Seção do texto
○ ○ ○ ○
Amor de Mãe começou a ser exibida em 2019, mas teve suas gravações interrompidas por causa das medidas de isolamento instituídas durante a pandemia. A novela escrita por Manuela Dias, que antes criava principalmente séries para a Globo, trouxe um turbilhão de temáticas sociais –  e todas elas muito bem trabalhadas. 

A questão ambiental, por exemplo, tem como personagem central Davi (Vladimir Brichta), um ativista que enxerga o tema em sua complexidade e percebe que a poluição em grande escala está associada a empresas e não apenas a ações individuais. Dentro do núcleo ambientalista, a violência e repressão contra ativistas também é uma pauta central, já que diversos personagens são assassinados por sua atuação na causa. Vale lembrar que, de acordo com a Frontline Defenders, o Brasil foi o 4º país que mais matou ativistas em 2019.

O racismo também é um tema importante em Amor de Mãe, abordado principalmente por meio do núcleo de Victória (Taís Araújo) e Camila (Jéssica Ellen). Camila, inclusive, também desempenha um papel central no debate sobre educação na telenovela. Professora de escola pública, sua personagem luta por uma educação gratuita de qualidade, e chega a ocupar a escola onde dá aulas junto com seus alunos. 

Alguns outros assuntos abordados em Amor de Mãe são a adoção, o tráfico e a corrupção. As gravações da novela já foram retomadas e ele deve voltar ao ar no começo de 2021.
○ ○ ○ ○
Material de origem
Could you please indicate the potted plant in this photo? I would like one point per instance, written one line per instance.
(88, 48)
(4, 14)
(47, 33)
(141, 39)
○ ○ ○ ○
Item da tarefa
Copie do texto sobre a novela Amor de Mãe o trecho entre "O racismo também" e "com seus alunos.", inclusive.

Solução da tarefa
O racismo também é um tema importante em Amor de Mãe, abordado principalmente por meio do núcleo de Victória (Taís Araújo) e Camila (Jéssica Ellen). Camila, inclusive, também desempenha um papel central no debate sobre educação na telenovela. Professora de escola pública, sua personagem luta por uma educação gratuita de qualidade, e chega a ocupar a escola onde dá aulas junto com seus alunos.